Record extracts ▸
• • • • • • •
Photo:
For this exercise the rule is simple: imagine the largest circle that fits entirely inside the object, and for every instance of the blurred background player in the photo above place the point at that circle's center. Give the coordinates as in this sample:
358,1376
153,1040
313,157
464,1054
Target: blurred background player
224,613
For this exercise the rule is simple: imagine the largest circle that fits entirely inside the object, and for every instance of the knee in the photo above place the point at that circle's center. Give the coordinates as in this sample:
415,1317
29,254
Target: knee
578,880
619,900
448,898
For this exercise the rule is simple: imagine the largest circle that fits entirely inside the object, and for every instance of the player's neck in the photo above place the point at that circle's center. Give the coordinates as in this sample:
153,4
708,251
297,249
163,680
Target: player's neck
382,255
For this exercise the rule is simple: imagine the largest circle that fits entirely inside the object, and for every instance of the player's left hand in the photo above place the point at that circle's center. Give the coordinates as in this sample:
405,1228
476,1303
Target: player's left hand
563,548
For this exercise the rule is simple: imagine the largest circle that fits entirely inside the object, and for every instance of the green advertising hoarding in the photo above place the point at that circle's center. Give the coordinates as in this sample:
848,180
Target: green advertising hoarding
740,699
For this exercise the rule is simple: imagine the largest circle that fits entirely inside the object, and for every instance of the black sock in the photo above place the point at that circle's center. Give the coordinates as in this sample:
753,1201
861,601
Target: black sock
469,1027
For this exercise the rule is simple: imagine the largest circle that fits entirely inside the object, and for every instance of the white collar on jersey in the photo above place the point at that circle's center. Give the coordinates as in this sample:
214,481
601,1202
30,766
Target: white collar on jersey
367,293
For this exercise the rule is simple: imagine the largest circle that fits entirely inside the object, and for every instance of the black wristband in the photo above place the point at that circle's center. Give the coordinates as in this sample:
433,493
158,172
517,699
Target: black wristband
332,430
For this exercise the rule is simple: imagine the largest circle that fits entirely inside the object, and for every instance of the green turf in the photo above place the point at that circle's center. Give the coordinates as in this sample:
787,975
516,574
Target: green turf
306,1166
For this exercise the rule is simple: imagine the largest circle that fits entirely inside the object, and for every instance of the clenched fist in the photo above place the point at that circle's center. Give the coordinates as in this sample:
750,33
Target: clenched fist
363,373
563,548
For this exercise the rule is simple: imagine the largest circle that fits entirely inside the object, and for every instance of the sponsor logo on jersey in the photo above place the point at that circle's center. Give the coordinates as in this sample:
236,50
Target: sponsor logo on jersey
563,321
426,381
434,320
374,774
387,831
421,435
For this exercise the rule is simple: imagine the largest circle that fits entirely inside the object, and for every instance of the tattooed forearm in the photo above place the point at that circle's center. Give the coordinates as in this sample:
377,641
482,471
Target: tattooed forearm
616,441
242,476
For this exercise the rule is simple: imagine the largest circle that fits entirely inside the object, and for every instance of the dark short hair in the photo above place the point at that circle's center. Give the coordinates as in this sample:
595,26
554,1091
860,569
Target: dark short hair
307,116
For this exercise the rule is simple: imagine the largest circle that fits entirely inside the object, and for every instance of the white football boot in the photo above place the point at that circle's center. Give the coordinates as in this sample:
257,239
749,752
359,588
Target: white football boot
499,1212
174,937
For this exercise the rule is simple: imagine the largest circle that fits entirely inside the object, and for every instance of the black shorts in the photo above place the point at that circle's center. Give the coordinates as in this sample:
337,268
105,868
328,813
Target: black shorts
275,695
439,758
• • • • • • •
Assigned task ▸
Every line of the data above should be copied exactly.

Task result ▸
Photo:
For this exercise the rule is simple: imagine the largest circle that fits entirely inside the object, and for every instance of the blurred background player in the photo above place the point at that circle's center. Give the coordinates as in this sample:
358,1376
153,1040
313,157
464,1054
Target: blurred background player
224,613
For this exercise the rule is simple: imagine the largest circle that fits entirely inside the object, and for every instance of the knee in the photo above place the point at that circle's center. Give the coordinates as in this sample:
415,1317
29,254
Target: knee
578,880
619,900
448,898
For this exercise the rule is simple: imagine the largest circle that fits entirely inside the object, and for every instance of the player's neck in the photo above place the point at that circle's center. Give the coordinates as in this sample:
153,4
708,251
297,249
163,680
Target: player's neck
382,255
For this exercise the rule is simple: imagine the largest circle that fits entirely inside the object, and for every instance of the player's left hand in the photo above place the point at that circle's center. Give the coordinates as in this sample:
405,1228
476,1303
Target: player's left hand
563,548
For this exercise the rule is simple: imagine the largest circle that fits entirely inside the object, and for every instance of the green advertising hoarding in the photo above place the point at that circle's center. Give the coordinates as in this sample:
848,180
Target: green advertising hoarding
740,699
For this exercise the rule is simple: imagine the largest circle that fits entirely inside the object, and for every instance of the black sock in the photo above place the point at that circle's center. Give the coordinates as in this sample:
753,1201
861,601
Target: black sock
469,1027
For this exercise the rule is simple: imagine the largest circle that fits entirely inside the object, and for every instance of the white collar on jersey in the photo above place the point at that circle's center. Give the coordinates as in this sample:
214,481
601,1202
30,766
Target: white collar on jersey
367,293
For this exercise the rule is simple: imagine the largest circle that fits entirely inside the object, and for every instance of the black wristband in the photo above place the point at that circle's center. Give the coordinates as in this sample:
433,493
158,172
517,699
Target: black wristband
332,430
For this exercise the rule is simple: imagine the largest circle that fits entirely inside the object, and for every instance of the green turf in the photo above place the point at that circle's center. Give the coordinates as in this sample:
787,975
516,574
Target: green turf
306,1166
For this exercise the rule is simple: imagine the largest circle that fits entirely inside the object, and for every instance of the clenched fist in the photo above place the point at that circle's center. Give the coordinates as in this sample:
750,33
Target: clenched fist
363,373
563,548
For this exercise the rule is simple: imagine the largest circle that fits entirely inside the object, and for every instance of the sponsor logo on jersey in the photo above place the point at that circle's center. Give the coordinates as in this sample:
236,50
Target: sponsor logo on jersey
563,321
426,381
434,320
374,774
387,831
421,435
For this exercise the rule is simple: imagine the largest circle that fits entirely inside the object, and for every instance of the tattooed forearm in the photo above place the point at that circle's center. Give the coordinates as in this sample:
377,641
482,471
Target: tattooed forearm
616,441
242,476
For this exercise the rule is simple: imagine the largest circle that fits entirely inside the object, and for every instance of the dark short hair in the photo above place the point at that circle's center. Give the coordinates as in this sample:
595,26
554,1091
860,569
Target: dark short hair
307,116
For this exercise the rule is simple: imagine the largest circle that fits entirely inside the object, and for every instance of the white football boot in the photo above place the point at that circle's center. Give the coordinates as in this sample:
257,239
749,752
359,588
Target: white football boot
499,1212
174,937
For this exercise the rule is simple: imagine the largest circle that fits entirely inside the object, and for every instance of the black shorts in the photo above place the point at that circle's center. Give the coordinates as in this sample:
337,268
105,868
328,813
Target: black shorts
275,695
439,758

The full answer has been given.